[[ DATASET RECORDS, beginning ]]

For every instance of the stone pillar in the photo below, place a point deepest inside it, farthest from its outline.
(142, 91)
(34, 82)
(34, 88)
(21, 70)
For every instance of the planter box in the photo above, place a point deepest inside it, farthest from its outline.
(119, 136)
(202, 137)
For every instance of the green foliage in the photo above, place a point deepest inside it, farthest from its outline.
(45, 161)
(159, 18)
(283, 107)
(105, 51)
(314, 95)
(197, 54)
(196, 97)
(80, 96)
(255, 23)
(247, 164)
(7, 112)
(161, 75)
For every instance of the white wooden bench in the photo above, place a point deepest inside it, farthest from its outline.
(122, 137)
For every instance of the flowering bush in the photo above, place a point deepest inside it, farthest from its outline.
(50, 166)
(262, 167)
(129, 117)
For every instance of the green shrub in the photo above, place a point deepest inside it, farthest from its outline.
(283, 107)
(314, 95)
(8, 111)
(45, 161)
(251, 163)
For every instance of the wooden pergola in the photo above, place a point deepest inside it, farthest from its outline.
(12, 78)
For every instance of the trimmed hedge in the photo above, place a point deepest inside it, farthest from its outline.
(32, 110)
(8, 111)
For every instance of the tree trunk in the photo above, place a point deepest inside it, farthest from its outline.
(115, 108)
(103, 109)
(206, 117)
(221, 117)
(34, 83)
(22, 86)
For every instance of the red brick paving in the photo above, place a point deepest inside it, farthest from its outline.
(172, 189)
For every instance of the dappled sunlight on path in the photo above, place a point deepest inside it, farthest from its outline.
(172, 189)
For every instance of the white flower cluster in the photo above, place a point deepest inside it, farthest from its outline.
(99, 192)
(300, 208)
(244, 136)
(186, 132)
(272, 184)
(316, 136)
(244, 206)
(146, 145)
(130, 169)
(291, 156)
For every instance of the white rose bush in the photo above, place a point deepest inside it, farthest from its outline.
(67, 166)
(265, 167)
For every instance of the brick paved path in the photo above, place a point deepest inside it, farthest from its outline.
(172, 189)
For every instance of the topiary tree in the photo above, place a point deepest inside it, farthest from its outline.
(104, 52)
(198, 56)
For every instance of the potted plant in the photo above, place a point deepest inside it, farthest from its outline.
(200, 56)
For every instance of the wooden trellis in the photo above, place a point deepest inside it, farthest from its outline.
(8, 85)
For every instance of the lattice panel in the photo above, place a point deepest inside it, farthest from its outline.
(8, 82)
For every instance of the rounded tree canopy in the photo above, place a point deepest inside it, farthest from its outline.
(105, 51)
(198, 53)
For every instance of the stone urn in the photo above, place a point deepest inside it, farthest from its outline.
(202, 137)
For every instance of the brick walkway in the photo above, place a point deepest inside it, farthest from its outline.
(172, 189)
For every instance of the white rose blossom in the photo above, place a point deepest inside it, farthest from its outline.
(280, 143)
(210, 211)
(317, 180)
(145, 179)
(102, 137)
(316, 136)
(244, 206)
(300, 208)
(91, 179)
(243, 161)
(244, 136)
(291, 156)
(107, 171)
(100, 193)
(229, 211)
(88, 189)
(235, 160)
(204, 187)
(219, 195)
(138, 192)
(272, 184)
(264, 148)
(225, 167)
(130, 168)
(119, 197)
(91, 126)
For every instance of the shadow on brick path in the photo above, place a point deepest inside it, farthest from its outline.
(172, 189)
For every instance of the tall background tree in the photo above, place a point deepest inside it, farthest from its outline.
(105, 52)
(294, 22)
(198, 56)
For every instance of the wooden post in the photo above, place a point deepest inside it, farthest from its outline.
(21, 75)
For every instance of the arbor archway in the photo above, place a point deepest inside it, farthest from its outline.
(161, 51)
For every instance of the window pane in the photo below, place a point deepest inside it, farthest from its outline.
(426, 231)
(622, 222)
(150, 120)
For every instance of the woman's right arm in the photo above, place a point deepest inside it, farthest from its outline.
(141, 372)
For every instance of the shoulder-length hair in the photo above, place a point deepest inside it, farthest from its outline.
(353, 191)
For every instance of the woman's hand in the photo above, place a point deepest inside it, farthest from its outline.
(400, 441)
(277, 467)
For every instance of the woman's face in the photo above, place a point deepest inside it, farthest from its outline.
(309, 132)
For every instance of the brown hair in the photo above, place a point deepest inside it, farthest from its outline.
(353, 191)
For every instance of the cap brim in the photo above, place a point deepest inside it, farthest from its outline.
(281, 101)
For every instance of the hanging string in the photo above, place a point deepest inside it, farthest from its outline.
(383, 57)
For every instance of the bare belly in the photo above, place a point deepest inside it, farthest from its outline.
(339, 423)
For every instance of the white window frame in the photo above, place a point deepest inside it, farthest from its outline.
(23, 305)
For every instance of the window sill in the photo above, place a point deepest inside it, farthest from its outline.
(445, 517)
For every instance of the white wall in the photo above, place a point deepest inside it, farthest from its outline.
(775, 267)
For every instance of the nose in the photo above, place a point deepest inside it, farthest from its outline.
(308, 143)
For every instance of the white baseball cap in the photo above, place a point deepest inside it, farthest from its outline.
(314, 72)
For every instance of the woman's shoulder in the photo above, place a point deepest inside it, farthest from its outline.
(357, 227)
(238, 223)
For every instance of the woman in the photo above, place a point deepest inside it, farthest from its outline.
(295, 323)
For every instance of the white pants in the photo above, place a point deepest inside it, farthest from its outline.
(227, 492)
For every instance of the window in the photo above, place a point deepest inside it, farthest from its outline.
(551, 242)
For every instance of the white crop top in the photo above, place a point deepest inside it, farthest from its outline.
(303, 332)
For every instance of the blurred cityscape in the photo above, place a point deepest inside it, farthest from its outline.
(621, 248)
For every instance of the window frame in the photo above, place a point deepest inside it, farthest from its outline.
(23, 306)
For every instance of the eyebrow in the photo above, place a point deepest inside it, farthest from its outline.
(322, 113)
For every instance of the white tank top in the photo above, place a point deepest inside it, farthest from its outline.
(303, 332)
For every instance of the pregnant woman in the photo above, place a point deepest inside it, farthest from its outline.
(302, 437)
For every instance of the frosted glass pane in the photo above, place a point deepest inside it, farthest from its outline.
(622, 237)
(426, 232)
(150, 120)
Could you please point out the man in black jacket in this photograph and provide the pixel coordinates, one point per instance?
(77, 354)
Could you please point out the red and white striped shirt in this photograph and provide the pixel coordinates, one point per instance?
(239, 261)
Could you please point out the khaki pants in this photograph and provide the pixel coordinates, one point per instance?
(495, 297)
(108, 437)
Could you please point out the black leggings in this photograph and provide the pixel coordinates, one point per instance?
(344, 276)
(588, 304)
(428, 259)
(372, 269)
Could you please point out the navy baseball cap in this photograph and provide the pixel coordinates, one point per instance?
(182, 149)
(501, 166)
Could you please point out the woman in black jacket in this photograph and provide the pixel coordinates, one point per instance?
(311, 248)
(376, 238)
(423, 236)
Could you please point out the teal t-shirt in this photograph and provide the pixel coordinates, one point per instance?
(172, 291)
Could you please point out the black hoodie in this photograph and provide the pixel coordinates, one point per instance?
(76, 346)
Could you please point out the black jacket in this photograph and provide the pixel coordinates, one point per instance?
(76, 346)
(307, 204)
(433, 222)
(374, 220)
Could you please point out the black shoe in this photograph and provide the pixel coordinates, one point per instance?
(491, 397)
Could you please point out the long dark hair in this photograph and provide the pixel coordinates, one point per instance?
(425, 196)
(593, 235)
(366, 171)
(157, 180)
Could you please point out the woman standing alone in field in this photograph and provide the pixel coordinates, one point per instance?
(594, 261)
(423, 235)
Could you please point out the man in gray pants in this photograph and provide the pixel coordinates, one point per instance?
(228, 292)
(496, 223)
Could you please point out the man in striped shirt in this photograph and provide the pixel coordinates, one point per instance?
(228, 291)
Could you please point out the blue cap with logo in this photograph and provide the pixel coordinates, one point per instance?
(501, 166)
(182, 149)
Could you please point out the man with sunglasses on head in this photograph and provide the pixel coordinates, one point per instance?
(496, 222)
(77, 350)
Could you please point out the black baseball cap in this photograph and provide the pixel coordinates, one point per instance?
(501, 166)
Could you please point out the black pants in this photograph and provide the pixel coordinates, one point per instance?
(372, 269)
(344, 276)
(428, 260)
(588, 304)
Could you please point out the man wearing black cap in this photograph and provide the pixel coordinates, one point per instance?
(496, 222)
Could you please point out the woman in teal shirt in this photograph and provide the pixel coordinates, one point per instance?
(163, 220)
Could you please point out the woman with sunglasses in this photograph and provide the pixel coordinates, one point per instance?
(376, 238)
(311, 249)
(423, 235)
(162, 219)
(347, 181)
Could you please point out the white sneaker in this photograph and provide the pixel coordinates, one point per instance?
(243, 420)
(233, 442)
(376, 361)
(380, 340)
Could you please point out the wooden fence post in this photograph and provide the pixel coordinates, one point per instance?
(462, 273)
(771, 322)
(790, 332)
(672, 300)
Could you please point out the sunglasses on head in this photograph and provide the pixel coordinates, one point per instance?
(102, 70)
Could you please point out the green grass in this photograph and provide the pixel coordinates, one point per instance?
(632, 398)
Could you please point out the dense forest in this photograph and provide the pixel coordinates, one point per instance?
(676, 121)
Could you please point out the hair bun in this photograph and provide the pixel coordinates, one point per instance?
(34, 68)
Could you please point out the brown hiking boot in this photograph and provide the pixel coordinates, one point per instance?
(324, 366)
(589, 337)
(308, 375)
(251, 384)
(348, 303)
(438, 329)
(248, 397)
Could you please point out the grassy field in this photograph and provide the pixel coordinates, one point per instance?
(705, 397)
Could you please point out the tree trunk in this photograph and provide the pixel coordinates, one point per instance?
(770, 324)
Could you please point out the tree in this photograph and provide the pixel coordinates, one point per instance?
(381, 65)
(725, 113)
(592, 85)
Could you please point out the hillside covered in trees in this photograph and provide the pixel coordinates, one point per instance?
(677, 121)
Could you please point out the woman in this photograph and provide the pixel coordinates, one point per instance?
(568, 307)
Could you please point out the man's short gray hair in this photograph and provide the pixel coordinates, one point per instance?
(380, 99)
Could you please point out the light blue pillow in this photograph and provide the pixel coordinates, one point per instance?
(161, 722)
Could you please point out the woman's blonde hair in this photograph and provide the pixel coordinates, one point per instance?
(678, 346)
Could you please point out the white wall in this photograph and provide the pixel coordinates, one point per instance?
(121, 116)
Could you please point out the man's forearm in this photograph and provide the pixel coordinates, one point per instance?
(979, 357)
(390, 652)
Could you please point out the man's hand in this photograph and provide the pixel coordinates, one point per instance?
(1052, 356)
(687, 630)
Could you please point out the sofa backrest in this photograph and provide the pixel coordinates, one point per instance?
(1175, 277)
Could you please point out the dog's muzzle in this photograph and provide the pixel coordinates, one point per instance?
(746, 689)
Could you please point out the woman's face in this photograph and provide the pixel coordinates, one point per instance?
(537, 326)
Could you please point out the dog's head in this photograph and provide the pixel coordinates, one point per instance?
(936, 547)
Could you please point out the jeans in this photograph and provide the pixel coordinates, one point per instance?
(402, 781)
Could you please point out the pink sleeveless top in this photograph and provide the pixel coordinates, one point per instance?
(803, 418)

[[ DATASET RECORDS, end ]]

## PROBLEM STATEMENT
Copy exactly the line that contains "Could you please point out the white wall" and every line after it, up to and including the last line of the records.

## THE COMPLETED TASK
Could you please point out the white wall in this photograph and provide the pixel coordinates, one point per instance?
(121, 116)
Could you please point out the man's forearm in this photograph and provide the pixel coordinates, one point per instance?
(979, 357)
(390, 652)
Could you please point out the man's hand in this photograph and provide the pixel coordinates, one point per instance?
(1052, 356)
(687, 630)
Could you please point out the sofa backrest in this photograph and provide the pixel coordinates, one point per instance?
(1175, 277)
Could you please point out the dog's muzzle in this photograph and provide the pixel coordinates, one point per instance?
(746, 689)
Could you please point out the woman's face in this photograph and provide the pixel coordinates, one point per instance?
(537, 326)
Could you please point out the dog's head in this photograph and provide the pixel coordinates, one point per instance?
(936, 547)
Could you please point out the jeans in this photograph and provide the pixel coordinates, one point per instance?
(402, 781)
Could you please point out the pink sleeveless top in this photograph and provide the pixel coordinates, one point per instance?
(803, 418)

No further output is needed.